» What you should do
Give back every entry exactly as it is written, but not the pictures.

Referring expression pointing data:
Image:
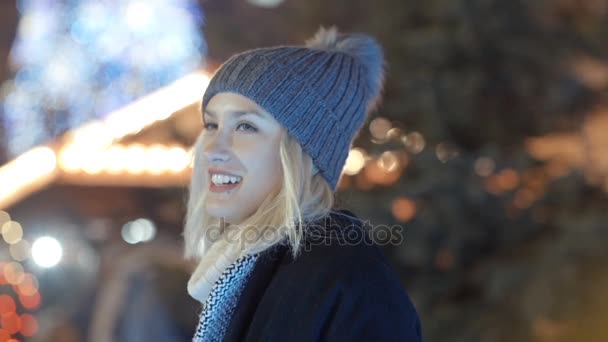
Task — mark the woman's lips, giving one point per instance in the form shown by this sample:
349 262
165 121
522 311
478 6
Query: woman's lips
223 188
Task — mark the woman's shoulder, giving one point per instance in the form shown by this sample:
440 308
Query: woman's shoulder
339 242
345 277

» Exercise answer
Image:
Task — mark the woman's lips, giving one point per instance in the form shown by this sample:
349 262
165 121
522 311
478 6
Query: woman's lips
223 188
Task — mark the woman's shoulder, giving one point per instance in the form shown by this sample:
440 308
Query: woman's shoulder
339 242
345 277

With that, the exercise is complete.